_What the exercise asks:_ List every line of the material below that contains the word "bride". Case counts.

• • • • •

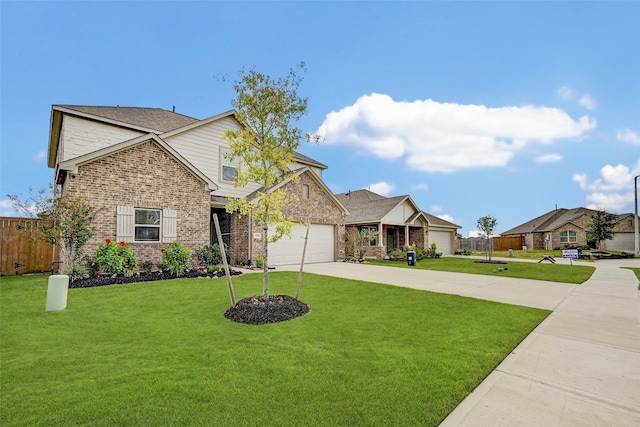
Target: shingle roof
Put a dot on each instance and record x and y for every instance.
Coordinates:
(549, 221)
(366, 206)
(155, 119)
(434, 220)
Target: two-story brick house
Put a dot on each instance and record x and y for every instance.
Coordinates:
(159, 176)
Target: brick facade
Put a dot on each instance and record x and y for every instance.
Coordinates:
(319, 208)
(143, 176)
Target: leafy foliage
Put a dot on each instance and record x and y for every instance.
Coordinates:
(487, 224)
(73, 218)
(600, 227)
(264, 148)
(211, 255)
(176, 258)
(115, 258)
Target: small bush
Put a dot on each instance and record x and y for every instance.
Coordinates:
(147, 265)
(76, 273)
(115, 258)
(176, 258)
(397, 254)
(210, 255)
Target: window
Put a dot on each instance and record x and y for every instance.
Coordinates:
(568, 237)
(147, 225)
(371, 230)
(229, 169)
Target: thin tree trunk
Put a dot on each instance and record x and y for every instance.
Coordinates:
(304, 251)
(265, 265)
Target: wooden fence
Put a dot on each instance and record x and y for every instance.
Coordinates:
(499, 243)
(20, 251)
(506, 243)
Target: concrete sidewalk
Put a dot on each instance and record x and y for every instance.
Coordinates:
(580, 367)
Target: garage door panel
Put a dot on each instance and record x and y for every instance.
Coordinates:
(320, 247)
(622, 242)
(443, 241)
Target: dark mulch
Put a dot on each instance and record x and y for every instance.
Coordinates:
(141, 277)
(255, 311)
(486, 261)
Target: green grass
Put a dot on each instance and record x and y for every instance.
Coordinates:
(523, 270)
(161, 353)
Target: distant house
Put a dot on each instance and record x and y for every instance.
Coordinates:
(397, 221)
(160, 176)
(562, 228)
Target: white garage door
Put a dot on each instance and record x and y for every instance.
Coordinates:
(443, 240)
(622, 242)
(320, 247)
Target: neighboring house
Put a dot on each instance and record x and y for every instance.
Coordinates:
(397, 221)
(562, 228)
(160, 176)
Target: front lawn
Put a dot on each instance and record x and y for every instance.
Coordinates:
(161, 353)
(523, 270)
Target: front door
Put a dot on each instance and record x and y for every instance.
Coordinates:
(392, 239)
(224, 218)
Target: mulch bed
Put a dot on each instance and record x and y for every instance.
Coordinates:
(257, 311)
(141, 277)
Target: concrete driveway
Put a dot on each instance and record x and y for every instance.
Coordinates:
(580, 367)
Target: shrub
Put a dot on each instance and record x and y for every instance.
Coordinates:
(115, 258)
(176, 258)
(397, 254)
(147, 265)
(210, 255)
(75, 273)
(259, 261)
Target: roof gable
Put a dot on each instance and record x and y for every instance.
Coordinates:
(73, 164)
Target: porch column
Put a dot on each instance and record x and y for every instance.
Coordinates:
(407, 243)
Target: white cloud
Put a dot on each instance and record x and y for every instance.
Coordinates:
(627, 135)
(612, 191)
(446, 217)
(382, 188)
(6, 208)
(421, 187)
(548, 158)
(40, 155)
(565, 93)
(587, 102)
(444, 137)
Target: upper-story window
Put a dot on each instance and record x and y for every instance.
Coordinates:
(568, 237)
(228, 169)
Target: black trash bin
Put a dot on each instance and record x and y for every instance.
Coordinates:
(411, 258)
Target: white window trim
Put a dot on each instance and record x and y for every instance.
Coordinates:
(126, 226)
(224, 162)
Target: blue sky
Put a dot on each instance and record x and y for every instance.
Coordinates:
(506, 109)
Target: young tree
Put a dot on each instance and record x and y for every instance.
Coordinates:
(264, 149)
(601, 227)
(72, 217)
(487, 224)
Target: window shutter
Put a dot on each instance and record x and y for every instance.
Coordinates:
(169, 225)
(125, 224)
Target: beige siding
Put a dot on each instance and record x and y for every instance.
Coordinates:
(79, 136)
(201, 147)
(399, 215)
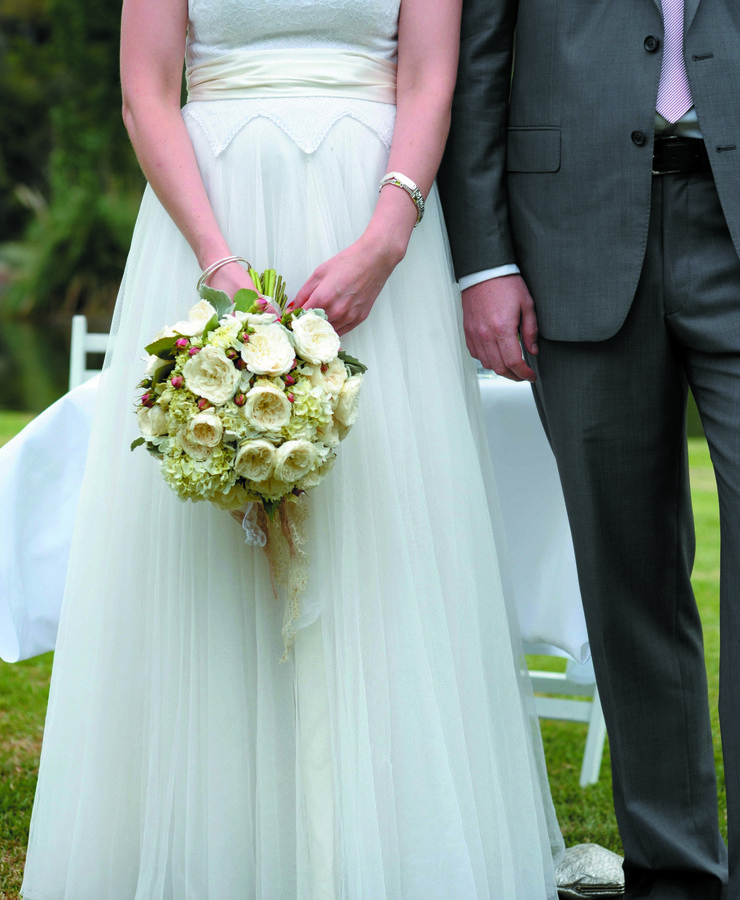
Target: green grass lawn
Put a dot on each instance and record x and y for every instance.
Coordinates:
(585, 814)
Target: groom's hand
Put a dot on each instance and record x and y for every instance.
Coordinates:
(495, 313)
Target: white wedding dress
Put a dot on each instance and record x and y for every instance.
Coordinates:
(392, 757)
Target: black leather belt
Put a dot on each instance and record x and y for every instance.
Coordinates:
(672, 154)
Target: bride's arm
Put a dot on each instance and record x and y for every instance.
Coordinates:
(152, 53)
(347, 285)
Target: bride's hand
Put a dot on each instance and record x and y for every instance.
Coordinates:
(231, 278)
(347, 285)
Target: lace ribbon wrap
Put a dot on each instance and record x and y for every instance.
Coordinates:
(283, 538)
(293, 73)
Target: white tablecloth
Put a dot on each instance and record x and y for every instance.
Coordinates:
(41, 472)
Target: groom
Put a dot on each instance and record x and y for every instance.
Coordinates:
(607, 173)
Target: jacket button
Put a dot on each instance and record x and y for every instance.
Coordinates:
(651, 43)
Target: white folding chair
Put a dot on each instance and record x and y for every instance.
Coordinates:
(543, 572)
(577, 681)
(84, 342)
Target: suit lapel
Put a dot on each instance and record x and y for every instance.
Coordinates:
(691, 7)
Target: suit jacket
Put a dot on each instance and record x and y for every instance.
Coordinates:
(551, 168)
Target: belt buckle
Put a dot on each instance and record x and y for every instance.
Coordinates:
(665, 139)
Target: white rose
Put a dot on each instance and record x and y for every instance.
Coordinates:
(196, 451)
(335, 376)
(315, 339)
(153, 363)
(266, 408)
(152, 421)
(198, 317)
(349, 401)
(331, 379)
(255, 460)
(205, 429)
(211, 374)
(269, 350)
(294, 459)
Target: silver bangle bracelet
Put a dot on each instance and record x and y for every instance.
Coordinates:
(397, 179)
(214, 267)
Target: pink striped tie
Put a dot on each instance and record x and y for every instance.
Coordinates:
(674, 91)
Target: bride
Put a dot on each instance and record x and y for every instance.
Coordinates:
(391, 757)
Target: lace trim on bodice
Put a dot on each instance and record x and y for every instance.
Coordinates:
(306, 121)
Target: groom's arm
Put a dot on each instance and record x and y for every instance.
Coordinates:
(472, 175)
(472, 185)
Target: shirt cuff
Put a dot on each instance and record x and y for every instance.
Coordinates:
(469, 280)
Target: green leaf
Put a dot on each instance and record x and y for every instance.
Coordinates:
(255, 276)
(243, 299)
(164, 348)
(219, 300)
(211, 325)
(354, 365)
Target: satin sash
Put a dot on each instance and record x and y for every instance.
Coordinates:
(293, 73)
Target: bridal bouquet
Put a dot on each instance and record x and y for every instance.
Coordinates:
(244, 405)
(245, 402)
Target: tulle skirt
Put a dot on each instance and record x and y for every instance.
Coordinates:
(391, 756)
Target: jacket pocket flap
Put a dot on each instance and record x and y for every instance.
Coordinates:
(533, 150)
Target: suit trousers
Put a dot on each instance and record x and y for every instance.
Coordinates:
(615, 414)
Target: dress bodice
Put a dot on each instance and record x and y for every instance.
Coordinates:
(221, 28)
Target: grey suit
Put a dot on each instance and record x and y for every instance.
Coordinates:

• • • • •

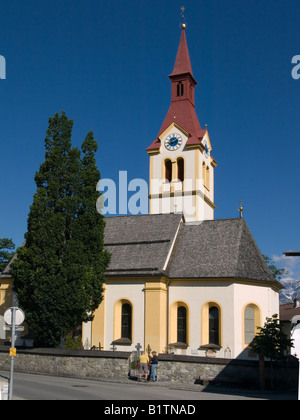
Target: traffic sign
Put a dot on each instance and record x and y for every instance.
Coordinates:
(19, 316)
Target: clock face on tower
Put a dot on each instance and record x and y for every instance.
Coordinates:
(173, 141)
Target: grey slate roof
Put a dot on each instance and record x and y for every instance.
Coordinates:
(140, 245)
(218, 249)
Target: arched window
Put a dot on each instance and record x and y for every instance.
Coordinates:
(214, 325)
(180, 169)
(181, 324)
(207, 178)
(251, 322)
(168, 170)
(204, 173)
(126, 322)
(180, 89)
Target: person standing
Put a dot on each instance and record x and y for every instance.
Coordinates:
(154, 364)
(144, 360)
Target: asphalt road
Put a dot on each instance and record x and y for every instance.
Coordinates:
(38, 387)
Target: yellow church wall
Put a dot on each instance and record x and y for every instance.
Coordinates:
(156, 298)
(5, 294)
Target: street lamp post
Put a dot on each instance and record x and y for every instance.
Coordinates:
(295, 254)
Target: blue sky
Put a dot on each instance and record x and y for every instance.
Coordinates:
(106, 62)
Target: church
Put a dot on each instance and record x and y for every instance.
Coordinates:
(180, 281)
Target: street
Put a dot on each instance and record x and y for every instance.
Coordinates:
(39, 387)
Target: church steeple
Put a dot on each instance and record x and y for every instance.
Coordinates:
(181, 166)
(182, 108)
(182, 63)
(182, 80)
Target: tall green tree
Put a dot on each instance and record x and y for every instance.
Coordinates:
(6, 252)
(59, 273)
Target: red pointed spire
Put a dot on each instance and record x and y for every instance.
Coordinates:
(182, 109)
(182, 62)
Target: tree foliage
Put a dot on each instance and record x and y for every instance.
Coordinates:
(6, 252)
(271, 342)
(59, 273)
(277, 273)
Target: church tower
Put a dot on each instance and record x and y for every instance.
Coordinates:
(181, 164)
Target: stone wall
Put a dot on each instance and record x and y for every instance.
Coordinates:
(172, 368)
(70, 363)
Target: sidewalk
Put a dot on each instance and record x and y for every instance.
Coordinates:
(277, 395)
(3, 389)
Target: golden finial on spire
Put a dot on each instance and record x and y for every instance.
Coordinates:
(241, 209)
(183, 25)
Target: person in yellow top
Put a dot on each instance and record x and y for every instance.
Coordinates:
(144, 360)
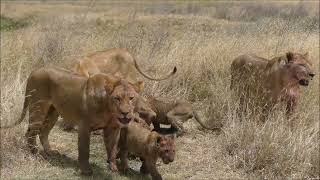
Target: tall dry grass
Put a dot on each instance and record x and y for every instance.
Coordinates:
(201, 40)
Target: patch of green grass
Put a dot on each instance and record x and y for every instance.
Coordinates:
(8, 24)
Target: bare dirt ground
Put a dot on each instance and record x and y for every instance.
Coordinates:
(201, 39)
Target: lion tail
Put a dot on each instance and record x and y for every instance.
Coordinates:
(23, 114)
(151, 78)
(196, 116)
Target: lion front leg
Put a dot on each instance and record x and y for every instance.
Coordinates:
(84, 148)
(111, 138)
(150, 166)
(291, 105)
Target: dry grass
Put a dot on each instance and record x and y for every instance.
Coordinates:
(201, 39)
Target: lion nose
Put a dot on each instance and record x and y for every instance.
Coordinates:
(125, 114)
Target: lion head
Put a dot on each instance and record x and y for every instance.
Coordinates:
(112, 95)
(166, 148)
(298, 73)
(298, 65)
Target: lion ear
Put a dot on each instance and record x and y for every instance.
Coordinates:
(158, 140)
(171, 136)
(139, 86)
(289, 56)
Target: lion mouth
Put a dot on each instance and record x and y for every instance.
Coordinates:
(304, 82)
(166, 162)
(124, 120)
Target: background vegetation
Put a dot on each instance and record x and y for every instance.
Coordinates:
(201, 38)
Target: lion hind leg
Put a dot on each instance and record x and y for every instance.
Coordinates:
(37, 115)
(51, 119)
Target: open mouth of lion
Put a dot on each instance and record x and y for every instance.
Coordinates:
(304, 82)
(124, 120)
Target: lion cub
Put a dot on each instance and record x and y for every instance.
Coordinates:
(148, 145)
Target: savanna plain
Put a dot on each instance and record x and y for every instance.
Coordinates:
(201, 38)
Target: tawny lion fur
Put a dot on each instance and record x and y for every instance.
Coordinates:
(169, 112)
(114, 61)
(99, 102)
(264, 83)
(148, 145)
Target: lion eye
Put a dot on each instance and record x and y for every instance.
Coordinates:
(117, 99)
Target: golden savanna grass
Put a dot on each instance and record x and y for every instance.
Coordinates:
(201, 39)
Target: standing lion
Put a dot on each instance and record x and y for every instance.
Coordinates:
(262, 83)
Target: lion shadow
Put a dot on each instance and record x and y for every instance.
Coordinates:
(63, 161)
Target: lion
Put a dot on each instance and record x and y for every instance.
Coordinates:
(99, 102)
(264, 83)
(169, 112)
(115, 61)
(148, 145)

• • • • •

_Response for this exercise:_
Target: bride's arm
Target: bride's hand
Target: bride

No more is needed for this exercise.